Your objective: Copy the data below word for word, leaving out the pictures.

Labeled contour entries
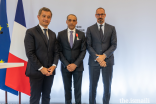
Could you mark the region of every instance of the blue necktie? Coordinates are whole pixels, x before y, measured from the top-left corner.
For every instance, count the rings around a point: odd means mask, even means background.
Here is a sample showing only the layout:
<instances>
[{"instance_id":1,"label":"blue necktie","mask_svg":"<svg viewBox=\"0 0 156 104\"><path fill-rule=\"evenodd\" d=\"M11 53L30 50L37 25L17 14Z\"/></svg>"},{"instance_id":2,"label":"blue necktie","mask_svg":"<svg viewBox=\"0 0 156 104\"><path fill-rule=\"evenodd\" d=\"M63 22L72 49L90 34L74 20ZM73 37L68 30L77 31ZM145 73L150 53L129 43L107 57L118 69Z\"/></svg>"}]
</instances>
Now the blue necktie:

Written reply:
Could you mark the region of every instance of the blue necktie? Coordinates are whole pixels, x before y, measured from the top-left corner.
For every instance, count the rings around a point: odd means mask, even means background.
Here is a sample showing only the layout:
<instances>
[{"instance_id":1,"label":"blue necktie","mask_svg":"<svg viewBox=\"0 0 156 104\"><path fill-rule=\"evenodd\" d=\"M11 53L30 50L37 25L17 14Z\"/></svg>"},{"instance_id":2,"label":"blue necktie","mask_svg":"<svg viewBox=\"0 0 156 104\"><path fill-rule=\"evenodd\" d=\"M63 22L72 49L90 34L74 20ZM73 37L68 30L77 31ZM145 73L150 53L129 43L107 57L118 69Z\"/></svg>"}]
</instances>
Now the blue necktie:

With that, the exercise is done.